[Stored records]

▬▬▬▬▬▬▬▬▬▬

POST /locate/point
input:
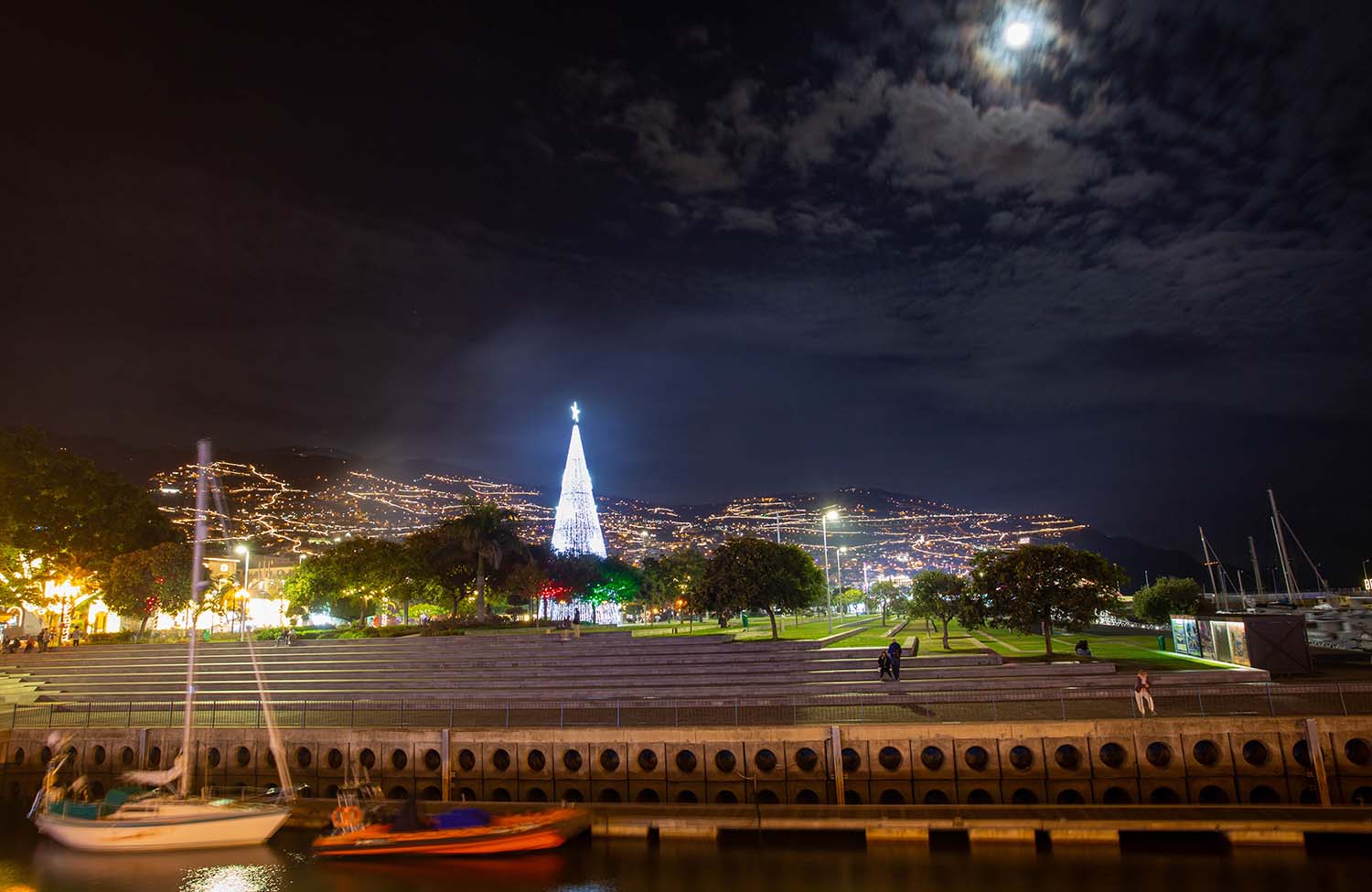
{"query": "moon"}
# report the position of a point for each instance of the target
(1017, 35)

▬▬▬▬▬▬▬▬▬▬

Your instructions: Lay out the material above as a Markdown table with the columns Row and Line, putting each line in its own numbered row and skipping blank lines. Leave the pictures out.

Exercise response:
| Row | Line |
|---|---|
| 1 | POST /locate/point |
| 2 | input: |
| 3 | {"query": "moon"} |
| 4 | # report the position of a point for each instance of the target |
| 5 | (1017, 35) |